Start of Available data

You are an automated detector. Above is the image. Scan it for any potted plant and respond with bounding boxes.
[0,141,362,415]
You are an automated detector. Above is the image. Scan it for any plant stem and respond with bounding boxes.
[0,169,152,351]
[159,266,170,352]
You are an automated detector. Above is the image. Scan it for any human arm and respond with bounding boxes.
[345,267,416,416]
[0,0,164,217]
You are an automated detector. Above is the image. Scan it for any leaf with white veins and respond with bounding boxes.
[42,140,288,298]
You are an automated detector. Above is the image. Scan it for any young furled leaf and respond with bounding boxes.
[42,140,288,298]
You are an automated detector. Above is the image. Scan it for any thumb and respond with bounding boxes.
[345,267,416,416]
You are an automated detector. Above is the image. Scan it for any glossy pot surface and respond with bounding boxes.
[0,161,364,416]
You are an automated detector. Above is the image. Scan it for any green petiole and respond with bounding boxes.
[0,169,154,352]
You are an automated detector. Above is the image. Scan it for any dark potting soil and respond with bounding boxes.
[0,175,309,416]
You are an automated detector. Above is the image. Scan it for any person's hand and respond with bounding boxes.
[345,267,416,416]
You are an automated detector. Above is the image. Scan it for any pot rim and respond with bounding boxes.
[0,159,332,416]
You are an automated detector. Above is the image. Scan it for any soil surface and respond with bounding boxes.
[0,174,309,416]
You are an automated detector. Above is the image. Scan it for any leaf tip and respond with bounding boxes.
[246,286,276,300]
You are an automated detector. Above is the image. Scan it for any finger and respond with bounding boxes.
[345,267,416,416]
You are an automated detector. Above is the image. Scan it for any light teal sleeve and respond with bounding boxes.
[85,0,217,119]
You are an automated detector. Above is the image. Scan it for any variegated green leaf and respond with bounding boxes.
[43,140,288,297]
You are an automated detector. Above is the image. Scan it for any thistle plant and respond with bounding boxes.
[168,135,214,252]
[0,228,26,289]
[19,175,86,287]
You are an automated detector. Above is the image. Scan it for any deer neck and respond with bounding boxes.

End of Available data

◆ **Description of the task**
Output the lines of the material as a JSON list of strings, starting at the line containing "finger and respond with bounding boxes." and ending at the line containing "[85,0,217,119]", with both ends included. Use one string per line and leave out any blank lines.

◆ **Response below**
[
  "You are an automated detector. Above is the image. Scan it for any finger and respond with bounding boxes.",
  "[345,267,416,416]",
  "You are an automated detector. Above is the image. Scan it for any light teal sleeve and respond with bounding boxes.",
  "[85,0,217,119]"
]